The Audubon Ballroom
Farther north on Broadway, between West 165th and 166th Streets is a remnant of the former Audubon Ballroom. Originally constructed in 1912 by Hungarian immigrant William Fox, creator of 20th Century Fox, the Audubon consisted of a 2,500-seat theater and a ballroom for 200 guests on the second floor. The theater first functioned as a vaudeville house where the likes of Lucille Ball, Desi Arnaz, Henny Youngman, the Three Stooges, and Mae West performed. Later the space was used as a movie theater, and eventually as a key meeting place for political activism. In the 1930s, the Emes Wozedek Jewish congregation began using the rooms in the basement for religious practices. Several unions also used the building for meetings, including the Municipal Transit Workers, the IRT Brotherhood Union, and the TWU (remember Mike Quill who greeted Mayor Lindsay with a transit strike?).
The Audubon Ballroom became an important landmark for the African-American community in Harlem and Washington Heights in the 1950s. The annual New York Mardi Gras festival, where the King and Queen of Harlem were crowned, was held here. When Malcolm X returned from his pilgrimage to Mecca in 1964, he formed the Organization of Afro-American Unity that met weekly in the ballroom. On February 21, 1965, Malcolm X was shot to death on the 2nd-floor stage while delivering a speech.

[Saved entries]

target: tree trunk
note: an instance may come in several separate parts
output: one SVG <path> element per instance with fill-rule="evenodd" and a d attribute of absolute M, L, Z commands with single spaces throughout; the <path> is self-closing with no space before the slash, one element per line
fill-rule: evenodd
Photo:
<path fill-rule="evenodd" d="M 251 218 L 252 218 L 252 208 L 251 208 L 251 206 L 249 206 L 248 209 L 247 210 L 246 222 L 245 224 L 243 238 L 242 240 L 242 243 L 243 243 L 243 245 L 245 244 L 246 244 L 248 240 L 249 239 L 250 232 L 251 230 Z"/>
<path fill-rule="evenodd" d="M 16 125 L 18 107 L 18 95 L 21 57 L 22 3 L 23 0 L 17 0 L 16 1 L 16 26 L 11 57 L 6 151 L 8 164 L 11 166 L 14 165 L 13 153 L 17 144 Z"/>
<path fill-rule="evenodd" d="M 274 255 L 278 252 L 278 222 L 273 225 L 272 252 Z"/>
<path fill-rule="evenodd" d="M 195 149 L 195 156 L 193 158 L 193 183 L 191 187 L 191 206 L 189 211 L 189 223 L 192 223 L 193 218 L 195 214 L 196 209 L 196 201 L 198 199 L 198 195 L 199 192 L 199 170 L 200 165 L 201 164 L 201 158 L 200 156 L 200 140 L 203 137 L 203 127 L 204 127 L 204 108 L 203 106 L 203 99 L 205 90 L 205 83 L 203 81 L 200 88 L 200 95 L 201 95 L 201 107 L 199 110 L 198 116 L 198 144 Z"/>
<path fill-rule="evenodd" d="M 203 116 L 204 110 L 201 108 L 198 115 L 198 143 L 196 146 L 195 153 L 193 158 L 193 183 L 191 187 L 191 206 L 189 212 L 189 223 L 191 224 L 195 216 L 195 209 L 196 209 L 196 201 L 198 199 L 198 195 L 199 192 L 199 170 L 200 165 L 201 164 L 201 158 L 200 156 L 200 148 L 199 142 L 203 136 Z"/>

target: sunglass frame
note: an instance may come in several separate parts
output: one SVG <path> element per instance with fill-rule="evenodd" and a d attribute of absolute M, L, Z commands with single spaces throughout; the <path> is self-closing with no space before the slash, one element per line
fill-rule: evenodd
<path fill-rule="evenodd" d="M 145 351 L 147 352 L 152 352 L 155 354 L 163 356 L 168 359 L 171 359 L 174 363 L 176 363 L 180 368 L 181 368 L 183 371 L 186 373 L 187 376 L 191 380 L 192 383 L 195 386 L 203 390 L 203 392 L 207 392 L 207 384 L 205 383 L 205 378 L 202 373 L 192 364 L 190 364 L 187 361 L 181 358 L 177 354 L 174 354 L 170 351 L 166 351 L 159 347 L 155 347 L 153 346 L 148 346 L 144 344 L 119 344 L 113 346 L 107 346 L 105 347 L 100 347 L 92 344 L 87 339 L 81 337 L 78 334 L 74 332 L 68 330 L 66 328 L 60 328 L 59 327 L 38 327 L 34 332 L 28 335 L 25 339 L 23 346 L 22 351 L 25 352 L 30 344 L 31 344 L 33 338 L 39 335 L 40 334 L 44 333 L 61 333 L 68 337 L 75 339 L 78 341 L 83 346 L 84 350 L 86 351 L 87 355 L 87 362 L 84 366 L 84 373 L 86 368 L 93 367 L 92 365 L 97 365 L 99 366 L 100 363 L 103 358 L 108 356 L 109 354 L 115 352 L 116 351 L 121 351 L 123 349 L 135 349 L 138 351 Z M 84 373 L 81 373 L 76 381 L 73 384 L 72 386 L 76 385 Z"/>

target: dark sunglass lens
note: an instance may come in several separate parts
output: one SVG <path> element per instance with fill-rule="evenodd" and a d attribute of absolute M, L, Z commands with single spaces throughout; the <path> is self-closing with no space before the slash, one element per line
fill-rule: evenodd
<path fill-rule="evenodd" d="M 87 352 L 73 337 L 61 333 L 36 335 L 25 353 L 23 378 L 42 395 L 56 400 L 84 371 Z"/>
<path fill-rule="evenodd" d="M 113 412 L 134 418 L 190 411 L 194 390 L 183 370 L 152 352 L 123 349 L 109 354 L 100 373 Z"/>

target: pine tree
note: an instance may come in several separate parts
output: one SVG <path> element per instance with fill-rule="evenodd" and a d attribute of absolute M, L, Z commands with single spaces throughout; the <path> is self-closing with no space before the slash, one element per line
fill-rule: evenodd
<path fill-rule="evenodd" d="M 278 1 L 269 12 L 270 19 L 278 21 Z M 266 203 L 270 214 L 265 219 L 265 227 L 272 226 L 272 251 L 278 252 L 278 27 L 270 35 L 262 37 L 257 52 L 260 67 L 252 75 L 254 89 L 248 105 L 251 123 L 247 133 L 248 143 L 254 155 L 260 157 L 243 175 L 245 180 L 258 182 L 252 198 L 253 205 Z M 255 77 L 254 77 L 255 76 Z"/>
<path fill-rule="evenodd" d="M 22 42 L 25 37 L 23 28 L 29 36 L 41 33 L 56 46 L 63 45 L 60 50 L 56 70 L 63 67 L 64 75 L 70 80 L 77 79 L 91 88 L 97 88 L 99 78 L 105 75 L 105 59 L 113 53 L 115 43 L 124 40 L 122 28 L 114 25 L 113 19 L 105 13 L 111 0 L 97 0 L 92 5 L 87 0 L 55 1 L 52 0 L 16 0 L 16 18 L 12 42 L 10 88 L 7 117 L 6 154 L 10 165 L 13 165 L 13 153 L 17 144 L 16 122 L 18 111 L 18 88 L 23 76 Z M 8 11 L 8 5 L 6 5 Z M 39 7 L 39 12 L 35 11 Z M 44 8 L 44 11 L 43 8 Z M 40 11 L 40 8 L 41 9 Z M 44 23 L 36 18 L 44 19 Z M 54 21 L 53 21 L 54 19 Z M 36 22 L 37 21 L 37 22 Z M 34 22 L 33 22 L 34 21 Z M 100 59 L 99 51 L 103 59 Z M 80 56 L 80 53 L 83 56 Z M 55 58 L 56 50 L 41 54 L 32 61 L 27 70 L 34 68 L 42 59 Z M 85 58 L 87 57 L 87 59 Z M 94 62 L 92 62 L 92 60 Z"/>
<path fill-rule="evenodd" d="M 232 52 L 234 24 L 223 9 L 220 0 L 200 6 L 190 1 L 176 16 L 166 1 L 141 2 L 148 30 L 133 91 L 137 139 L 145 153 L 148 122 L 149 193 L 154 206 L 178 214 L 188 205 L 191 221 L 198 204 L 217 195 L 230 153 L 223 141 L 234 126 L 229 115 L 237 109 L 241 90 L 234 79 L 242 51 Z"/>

- **Task A**: In the Audubon Ballroom passage, who built the Audubon in 1912?
- **Task B**: Mark each statement yes or no against the Audubon Ballroom passage, quoting the words that settle it: (i) The ballroom on the second floor held 200 guests. (ii) The Emes Wozedek congregation began using the basement rooms in the 1950s. (iii) Malcolm X was shot on the 2nd-floor stage in 1965.
- **Task C**: Extend the Audubon Ballroom passage beyond its final sentence.

- **Output A**: William Fox, a Hungarian immigrant and the creator of 20th Century Fox.

- **Output B**:
(i) Yes: "a ballroom for 200 guests on the second floor"
(ii) No: "In the 1930s, the Emes Wozedek Jewish congregation began using the rooms in the basement for religious practices."
(iii) Yes: "On February 21, 1965, Malcolm X was shot to death on the 2nd-floor stage while delivering a speech."

- **Output C**:
Statue of Malcolm X inside Audubon Ballroom
Occupying the full block, the building, notable for its ornate terra cotta ornamentation, was not kept up over the years. The nearby Columbia-Presbyterian Hospital sought to purchase the site and raze the building. A battle ensued between preservationists, who wanted to honor the rich history of the site as well as its architectural features, and those who saw greater value to the community in a new proposed research facility. The eventual compromise is an example of adaptive re-use in which much of the ornate façade was kept, a smaller research facility was built, and the lobby and second floor ballroom were repurposed as an educational center.
Today there is no sign commemorating the ballroom. The address, 3940 Broadway, just seems home to a ground-floor restaurant and office space, but once in the lobby you see a statue of Malcolm X on a platform and realize you are in a special place. The Malcolm X and Dr. Betty Shabazz Center is open weekdays from 11 a.m. to 6 p.m. The second floor, where Malcolm X was killed, has murals and quotes honoring the civil rights leader.